* [PROBLEM STATEMENT]:
Only the count should appear in your answer: how many lines of the data below contain the word "cliff"?

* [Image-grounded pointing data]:
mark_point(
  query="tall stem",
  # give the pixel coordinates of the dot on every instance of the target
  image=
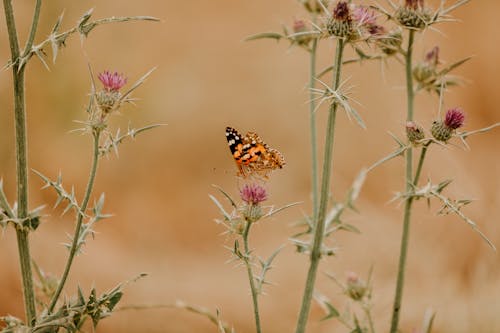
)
(409, 188)
(319, 224)
(21, 159)
(83, 208)
(312, 121)
(251, 278)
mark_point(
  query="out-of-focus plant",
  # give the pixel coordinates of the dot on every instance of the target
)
(50, 313)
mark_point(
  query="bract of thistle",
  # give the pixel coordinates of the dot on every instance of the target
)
(413, 15)
(442, 130)
(314, 6)
(390, 42)
(414, 132)
(454, 118)
(108, 99)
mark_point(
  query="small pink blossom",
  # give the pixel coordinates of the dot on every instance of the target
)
(432, 57)
(253, 194)
(454, 118)
(364, 16)
(112, 82)
(414, 4)
(299, 25)
(341, 12)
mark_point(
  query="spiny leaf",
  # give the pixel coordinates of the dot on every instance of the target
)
(264, 35)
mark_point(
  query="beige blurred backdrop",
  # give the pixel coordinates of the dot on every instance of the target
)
(157, 188)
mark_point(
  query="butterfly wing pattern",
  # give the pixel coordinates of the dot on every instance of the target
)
(252, 156)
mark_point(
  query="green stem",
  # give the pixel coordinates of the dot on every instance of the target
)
(251, 279)
(312, 121)
(319, 224)
(409, 188)
(21, 163)
(420, 163)
(75, 243)
(34, 25)
(370, 319)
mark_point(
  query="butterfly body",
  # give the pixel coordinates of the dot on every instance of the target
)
(252, 155)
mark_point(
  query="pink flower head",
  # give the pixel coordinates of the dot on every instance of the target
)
(454, 118)
(341, 12)
(253, 194)
(432, 57)
(414, 4)
(364, 16)
(112, 82)
(299, 25)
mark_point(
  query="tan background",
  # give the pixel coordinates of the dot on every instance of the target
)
(158, 188)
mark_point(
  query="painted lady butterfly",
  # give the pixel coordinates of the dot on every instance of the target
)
(252, 155)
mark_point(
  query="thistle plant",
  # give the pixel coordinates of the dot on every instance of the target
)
(351, 25)
(50, 313)
(238, 222)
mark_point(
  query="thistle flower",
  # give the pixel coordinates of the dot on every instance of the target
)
(253, 194)
(340, 23)
(432, 57)
(391, 42)
(364, 16)
(414, 4)
(112, 82)
(443, 130)
(414, 132)
(426, 70)
(355, 288)
(413, 14)
(366, 20)
(314, 6)
(298, 27)
(454, 118)
(108, 97)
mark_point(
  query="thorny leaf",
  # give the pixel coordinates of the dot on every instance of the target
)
(265, 267)
(326, 305)
(112, 142)
(62, 194)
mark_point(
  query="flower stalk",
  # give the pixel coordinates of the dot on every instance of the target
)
(96, 133)
(251, 279)
(18, 71)
(312, 121)
(410, 182)
(319, 222)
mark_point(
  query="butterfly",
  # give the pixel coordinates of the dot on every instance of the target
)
(252, 156)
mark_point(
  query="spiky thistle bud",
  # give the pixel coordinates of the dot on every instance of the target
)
(442, 130)
(454, 118)
(413, 14)
(253, 195)
(390, 43)
(355, 288)
(110, 94)
(426, 69)
(298, 27)
(340, 23)
(314, 6)
(414, 132)
(366, 21)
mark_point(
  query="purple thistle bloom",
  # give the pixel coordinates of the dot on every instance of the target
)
(364, 16)
(432, 57)
(112, 82)
(454, 118)
(341, 12)
(414, 4)
(253, 194)
(299, 25)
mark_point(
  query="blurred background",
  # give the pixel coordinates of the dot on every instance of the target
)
(157, 188)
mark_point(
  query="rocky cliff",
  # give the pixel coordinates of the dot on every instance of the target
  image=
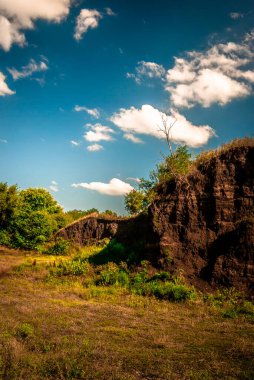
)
(202, 225)
(205, 223)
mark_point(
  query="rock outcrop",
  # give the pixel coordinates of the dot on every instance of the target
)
(202, 225)
(205, 223)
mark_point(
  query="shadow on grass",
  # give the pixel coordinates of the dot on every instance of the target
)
(117, 252)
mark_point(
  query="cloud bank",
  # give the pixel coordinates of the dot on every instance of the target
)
(218, 75)
(148, 121)
(28, 70)
(94, 148)
(98, 133)
(91, 111)
(19, 15)
(87, 19)
(115, 187)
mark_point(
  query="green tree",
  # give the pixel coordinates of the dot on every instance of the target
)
(36, 219)
(39, 200)
(9, 199)
(135, 201)
(175, 165)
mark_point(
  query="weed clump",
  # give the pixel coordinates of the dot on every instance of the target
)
(24, 331)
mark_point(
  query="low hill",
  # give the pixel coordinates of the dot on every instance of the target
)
(201, 224)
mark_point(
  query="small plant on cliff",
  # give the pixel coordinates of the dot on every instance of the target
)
(175, 165)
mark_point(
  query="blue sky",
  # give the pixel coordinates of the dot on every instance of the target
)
(85, 85)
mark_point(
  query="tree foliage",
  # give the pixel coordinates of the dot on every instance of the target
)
(173, 166)
(29, 217)
(9, 200)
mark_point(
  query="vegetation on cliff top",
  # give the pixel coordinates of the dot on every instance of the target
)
(176, 165)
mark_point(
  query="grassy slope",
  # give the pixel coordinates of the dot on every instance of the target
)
(106, 333)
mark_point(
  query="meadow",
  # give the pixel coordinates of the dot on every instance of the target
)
(71, 317)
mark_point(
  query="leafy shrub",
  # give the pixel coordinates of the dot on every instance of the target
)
(25, 330)
(5, 238)
(112, 274)
(31, 229)
(60, 247)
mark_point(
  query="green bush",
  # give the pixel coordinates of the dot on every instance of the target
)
(5, 238)
(25, 330)
(32, 229)
(112, 274)
(60, 247)
(75, 267)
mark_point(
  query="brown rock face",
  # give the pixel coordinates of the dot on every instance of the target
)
(202, 225)
(205, 224)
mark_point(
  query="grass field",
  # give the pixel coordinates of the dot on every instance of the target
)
(66, 327)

* [SOLUTION TO THE PROBLEM]:
3